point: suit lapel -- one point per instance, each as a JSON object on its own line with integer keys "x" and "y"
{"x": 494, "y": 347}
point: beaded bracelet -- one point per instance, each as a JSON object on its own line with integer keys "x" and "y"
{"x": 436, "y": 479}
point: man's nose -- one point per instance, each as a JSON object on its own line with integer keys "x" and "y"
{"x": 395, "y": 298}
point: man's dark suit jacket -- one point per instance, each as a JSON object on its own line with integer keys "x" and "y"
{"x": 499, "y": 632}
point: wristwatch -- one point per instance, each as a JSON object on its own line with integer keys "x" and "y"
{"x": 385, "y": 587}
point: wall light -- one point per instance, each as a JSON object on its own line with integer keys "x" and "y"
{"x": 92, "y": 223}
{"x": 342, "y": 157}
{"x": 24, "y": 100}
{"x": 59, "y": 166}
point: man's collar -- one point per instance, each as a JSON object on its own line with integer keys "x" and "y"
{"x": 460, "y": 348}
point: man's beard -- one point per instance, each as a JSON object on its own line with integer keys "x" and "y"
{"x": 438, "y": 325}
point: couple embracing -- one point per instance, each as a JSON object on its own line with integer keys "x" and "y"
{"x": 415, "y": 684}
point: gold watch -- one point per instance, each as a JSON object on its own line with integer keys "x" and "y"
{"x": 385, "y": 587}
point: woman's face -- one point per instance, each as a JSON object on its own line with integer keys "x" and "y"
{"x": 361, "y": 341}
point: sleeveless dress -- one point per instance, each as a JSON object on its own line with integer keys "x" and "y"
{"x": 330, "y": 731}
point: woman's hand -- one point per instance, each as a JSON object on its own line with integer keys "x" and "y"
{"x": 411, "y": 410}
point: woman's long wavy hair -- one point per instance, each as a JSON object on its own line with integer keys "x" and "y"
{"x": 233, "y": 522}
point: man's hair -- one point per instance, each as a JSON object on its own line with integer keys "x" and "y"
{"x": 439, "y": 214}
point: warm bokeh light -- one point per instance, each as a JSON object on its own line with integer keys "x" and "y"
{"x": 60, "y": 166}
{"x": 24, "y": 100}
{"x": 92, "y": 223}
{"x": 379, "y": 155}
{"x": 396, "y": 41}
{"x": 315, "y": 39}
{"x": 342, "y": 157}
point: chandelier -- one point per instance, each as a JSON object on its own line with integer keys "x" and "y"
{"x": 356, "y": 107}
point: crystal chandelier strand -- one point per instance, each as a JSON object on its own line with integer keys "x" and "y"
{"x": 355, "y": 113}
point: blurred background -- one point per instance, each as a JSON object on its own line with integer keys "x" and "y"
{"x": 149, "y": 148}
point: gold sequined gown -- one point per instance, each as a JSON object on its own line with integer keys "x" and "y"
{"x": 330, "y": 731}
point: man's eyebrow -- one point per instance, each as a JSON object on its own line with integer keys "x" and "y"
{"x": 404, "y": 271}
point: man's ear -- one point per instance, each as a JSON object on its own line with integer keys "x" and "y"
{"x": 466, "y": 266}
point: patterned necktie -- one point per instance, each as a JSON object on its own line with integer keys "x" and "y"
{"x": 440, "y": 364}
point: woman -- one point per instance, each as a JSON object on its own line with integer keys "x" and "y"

────────

What needs to be done. Every entry in the listing above is to be repeated verbatim.

Solution for this problem.
point: suit lapel -- one point per instance, each as a JSON object on its own line with integer keys "x" and "y"
{"x": 494, "y": 347}
point: beaded bracelet -- one point per instance, each as a JSON object on its own line with integer keys "x" and "y"
{"x": 436, "y": 479}
point: man's nose -- one point per instance, each as a JSON object on its own line with integer keys "x" and "y"
{"x": 395, "y": 298}
point: man's dark suit jacket -- one point per instance, each as a JSON object on its own line with integer keys "x" and "y"
{"x": 499, "y": 632}
point: wristwatch -- one point per instance, each as a JSON object on its own line with integer keys "x" and "y"
{"x": 385, "y": 587}
point: wall light -- one point per instance, each as a JSON object on its own line with integer keys "x" and "y"
{"x": 92, "y": 223}
{"x": 342, "y": 157}
{"x": 24, "y": 100}
{"x": 59, "y": 166}
point: man's collar -- one point per instance, each as a JSON object on its own line with integer keys "x" and "y"
{"x": 460, "y": 348}
point: man's beard -- one point per instance, each as a JSON object on its own line with integer keys "x" and "y"
{"x": 438, "y": 325}
point: couple embracing -- one point per instance, each as a JSON object on its own line with integer keys "x" and "y"
{"x": 415, "y": 684}
point: gold watch -- one point per instance, each as a JSON object on its own line with integer keys "x" and "y"
{"x": 385, "y": 587}
point: woman's face -- one point per instance, each as a JSON object on its own line with integer keys "x" and "y"
{"x": 361, "y": 341}
point: sleeveless dress -- one point per instance, each as a JSON object on its own line with integer keys "x" and "y"
{"x": 330, "y": 731}
point: woman's hand -- one point per instance, each as a JSON object on its own line with integer keys "x" and "y"
{"x": 411, "y": 410}
point: woman's long wavy hair -- one point per instance, each as a JSON object on its own line with integer keys "x" and "y"
{"x": 233, "y": 522}
point: man's hair -- one point per instance, each as a JSON object on its own line with integer keys "x" and "y"
{"x": 439, "y": 214}
point: warm bokeh light -- one point per instance, each as a JSON object on its own line with integer keys "x" and "y"
{"x": 60, "y": 166}
{"x": 24, "y": 100}
{"x": 92, "y": 223}
{"x": 379, "y": 155}
{"x": 396, "y": 41}
{"x": 315, "y": 39}
{"x": 342, "y": 157}
point: chandelier -- one point per instance, each as a JSON object on its own line with integer keys "x" and "y"
{"x": 356, "y": 107}
point: crystal chandelier strand -- one point per instance, each as a JSON object on its own line with integer keys "x" and "y"
{"x": 355, "y": 113}
point: blurred background -- one point per instance, each as a JSON object on its own line with integer keys "x" and "y"
{"x": 149, "y": 148}
point: gold sequined gown -- one point per instance, each as a JSON object on its own line with integer keys "x" and "y"
{"x": 330, "y": 731}
point: man's eyebrow -- one point per instance, each as a JSON object on its own line with integer keys "x" and "y"
{"x": 404, "y": 271}
point: man's ear -- one point per instance, each as a JSON object on its own line with integer keys "x" and "y"
{"x": 466, "y": 266}
point: patterned necktie -- one point per instance, each as a JSON object on its own line with integer keys "x" and "y"
{"x": 440, "y": 364}
point: woman -- one point per instance, each as a JSON object on its own line with integer keys "x" and "y"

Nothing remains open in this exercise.